RECORD EXTRACTS
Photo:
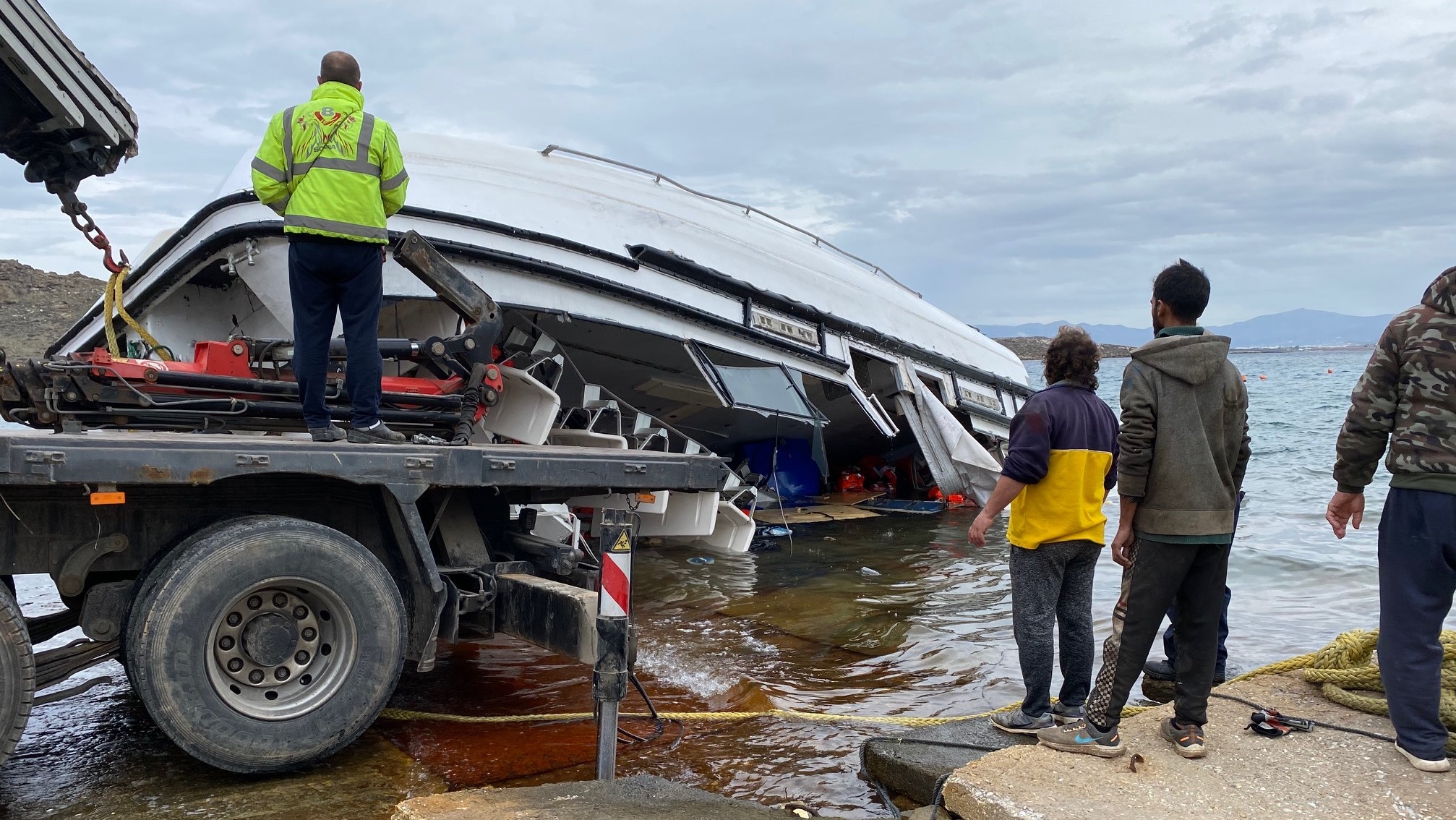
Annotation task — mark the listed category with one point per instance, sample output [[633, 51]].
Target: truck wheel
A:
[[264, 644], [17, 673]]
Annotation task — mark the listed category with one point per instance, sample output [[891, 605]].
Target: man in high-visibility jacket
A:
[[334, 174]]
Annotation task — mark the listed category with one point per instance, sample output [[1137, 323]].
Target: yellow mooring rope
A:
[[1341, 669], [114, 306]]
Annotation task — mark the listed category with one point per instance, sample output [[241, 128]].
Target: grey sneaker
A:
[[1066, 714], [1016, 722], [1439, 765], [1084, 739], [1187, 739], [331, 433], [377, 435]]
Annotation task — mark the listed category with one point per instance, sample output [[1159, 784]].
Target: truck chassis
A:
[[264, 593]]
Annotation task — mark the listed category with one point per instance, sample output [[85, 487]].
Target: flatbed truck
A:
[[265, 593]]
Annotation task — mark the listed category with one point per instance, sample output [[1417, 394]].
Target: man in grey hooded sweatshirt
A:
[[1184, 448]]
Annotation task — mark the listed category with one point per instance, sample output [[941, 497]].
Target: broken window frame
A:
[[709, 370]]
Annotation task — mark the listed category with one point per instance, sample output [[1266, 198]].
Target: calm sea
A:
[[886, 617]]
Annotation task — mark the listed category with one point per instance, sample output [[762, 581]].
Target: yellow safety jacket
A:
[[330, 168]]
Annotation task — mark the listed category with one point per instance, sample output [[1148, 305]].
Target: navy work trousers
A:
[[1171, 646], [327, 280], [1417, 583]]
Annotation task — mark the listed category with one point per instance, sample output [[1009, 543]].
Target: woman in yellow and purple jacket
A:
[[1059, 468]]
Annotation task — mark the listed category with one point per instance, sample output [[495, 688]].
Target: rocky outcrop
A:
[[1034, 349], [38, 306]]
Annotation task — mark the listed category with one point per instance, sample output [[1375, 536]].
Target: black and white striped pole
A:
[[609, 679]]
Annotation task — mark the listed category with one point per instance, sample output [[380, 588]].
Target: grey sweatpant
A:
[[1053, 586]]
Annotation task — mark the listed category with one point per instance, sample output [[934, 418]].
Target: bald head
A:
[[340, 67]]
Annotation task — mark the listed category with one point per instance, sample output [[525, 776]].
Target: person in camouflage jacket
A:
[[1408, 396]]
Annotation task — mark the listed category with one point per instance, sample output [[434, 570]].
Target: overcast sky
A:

YOUR GOAL
Write out every line from the start of the items through the line containing "433], [377, 435]]", with that line included, and leave out the pictures.

TASK RESULT
Photo:
Annotation task — mark the listed category with one point per instance, sample output [[633, 51]].
Target: truck wheel
A:
[[264, 644], [17, 673]]
Annotation task — mark the listed category with one point per instance, sample output [[891, 605]].
Target: man in high-visibility jacket
A:
[[334, 174]]
Annotation task — mark the listed category with one point per instance, sample output [[1137, 323]].
Target: yellow mooring rope
A:
[[1341, 669], [114, 306]]
Annotation task — mark the listed category with one point per instance, sample output [[241, 128]].
Target: grey sneaker
A:
[[1066, 714], [1016, 722], [1439, 765], [1084, 739], [1187, 739], [331, 433], [377, 435]]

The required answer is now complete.